Image point grounding data:
============================================================

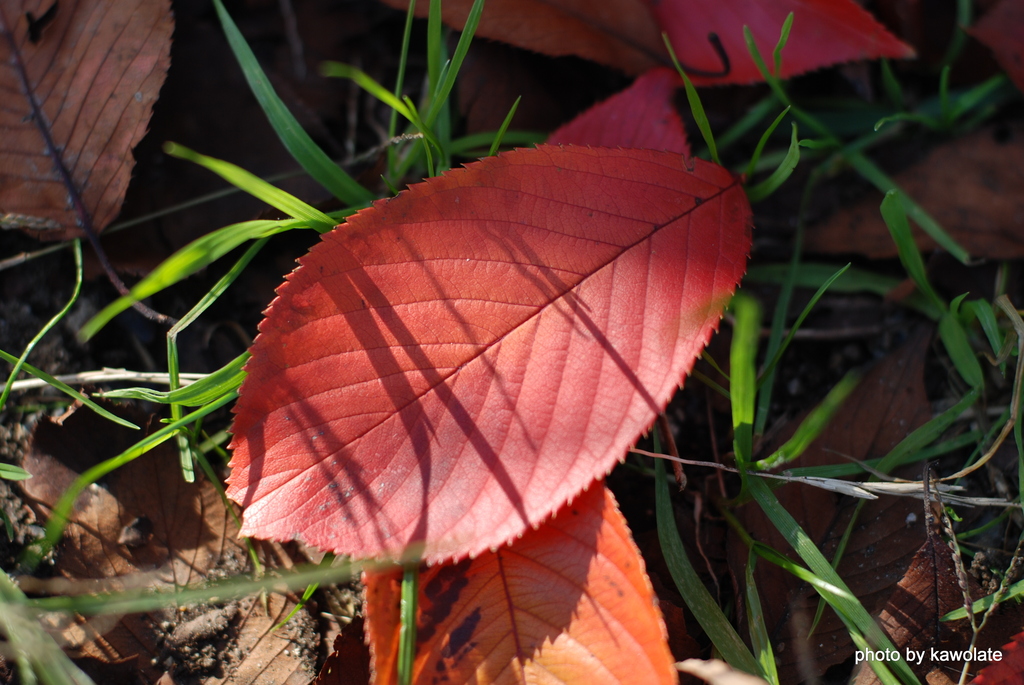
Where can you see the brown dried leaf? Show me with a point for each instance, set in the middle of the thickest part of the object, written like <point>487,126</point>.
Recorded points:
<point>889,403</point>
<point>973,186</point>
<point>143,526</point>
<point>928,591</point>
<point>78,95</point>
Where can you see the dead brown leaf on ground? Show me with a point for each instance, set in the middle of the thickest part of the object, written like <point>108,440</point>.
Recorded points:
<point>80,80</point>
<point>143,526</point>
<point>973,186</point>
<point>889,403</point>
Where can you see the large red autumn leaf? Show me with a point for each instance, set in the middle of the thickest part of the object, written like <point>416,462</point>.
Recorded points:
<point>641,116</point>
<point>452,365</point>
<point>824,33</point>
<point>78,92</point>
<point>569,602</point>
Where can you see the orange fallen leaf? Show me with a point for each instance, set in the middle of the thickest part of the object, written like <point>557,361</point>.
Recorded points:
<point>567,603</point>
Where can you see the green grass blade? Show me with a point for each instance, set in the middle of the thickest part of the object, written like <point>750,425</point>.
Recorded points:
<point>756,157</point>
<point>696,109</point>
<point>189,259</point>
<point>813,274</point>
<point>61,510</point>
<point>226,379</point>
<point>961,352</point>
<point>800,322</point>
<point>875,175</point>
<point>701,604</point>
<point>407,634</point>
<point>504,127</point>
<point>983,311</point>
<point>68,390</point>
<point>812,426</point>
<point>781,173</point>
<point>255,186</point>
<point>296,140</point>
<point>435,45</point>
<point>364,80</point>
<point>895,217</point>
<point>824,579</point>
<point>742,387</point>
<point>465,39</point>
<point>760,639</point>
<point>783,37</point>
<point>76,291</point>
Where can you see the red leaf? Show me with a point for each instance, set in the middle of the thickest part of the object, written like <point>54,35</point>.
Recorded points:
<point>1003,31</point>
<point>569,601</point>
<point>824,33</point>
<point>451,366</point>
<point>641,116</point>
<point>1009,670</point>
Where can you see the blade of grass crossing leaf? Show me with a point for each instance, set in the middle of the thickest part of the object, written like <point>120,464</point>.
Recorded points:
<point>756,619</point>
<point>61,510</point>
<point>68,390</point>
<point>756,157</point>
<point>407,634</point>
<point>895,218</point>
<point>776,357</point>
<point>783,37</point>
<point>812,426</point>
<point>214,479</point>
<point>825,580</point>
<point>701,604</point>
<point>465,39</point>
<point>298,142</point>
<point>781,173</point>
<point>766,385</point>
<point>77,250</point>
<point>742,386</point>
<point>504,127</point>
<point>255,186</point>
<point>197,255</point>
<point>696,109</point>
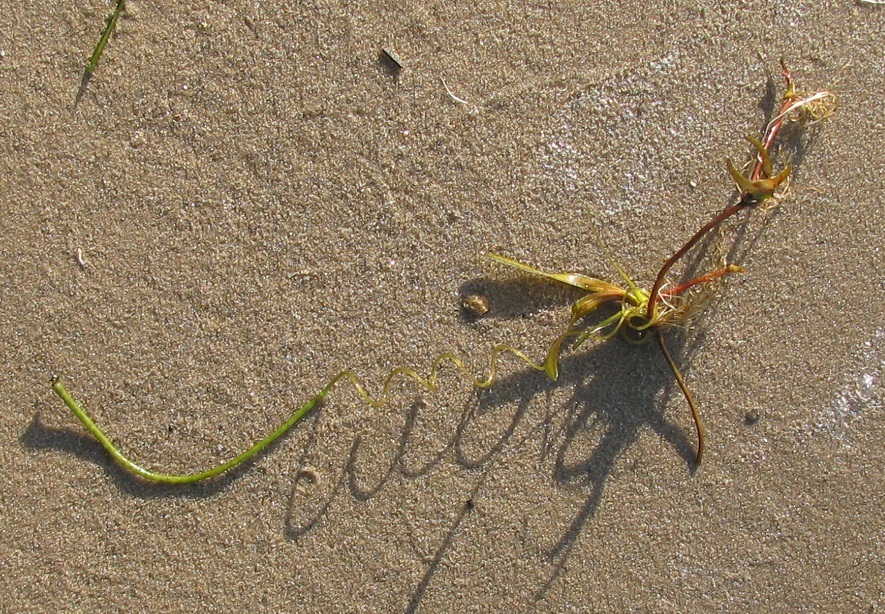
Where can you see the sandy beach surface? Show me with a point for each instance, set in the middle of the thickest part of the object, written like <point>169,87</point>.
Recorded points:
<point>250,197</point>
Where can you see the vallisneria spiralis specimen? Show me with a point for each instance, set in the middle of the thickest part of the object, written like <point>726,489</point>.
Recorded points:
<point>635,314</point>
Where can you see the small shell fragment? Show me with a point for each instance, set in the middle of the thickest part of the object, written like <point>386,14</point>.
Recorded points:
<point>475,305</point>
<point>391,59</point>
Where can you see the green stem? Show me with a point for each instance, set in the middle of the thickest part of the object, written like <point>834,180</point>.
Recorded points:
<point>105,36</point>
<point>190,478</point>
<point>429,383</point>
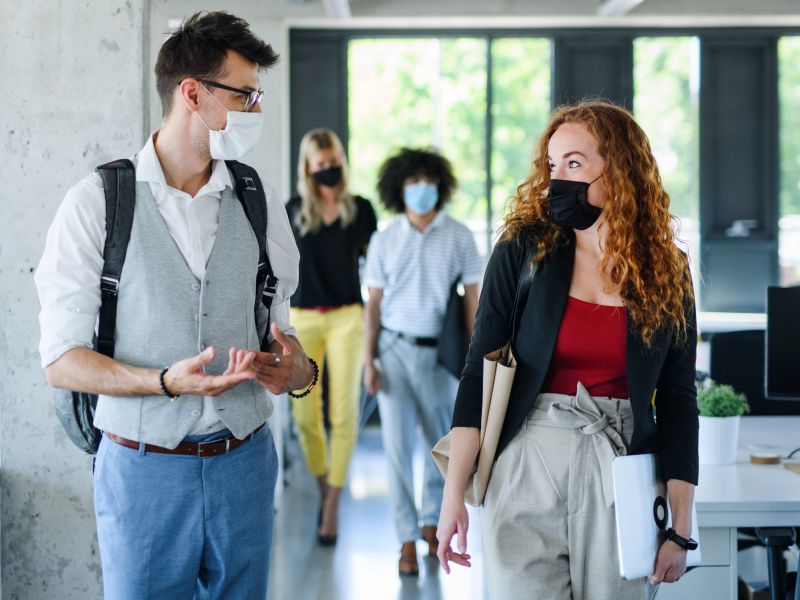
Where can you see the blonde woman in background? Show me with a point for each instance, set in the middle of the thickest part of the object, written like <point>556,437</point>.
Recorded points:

============================================================

[Instructions for the task] Starting with the line that holds "Where can you see the sandy", return each line exactly through the final line of the entries above; pictures are not part of the output.

[Reply]
Where can you see the sandy beach surface? Show me with a point for each instance, set in the middle of the thickest part of the object, written like <point>169,87</point>.
Recorded points:
<point>250,197</point>
Where can you see the vallisneria spiralis specimen? Show me with a point for each instance, set in the middle of the thickest part of the object, written like <point>726,489</point>.
Recorded points:
<point>635,314</point>
Where can you see the small shell fragment? Show me with a point for each instance, set in the middle of the thickest part of the object, written like <point>386,14</point>.
Recorded points:
<point>475,305</point>
<point>391,59</point>
Where can you see the green stem? Show me with a point for each instance, set in the middle of the thickest part of the object, written like <point>834,180</point>.
Recorded points:
<point>105,36</point>
<point>190,478</point>
<point>429,383</point>
Where can you see the blonde woman in background? Show me with a point for each instance, set in the middle of the thickest part of the object, written like <point>556,437</point>.
Recorded points:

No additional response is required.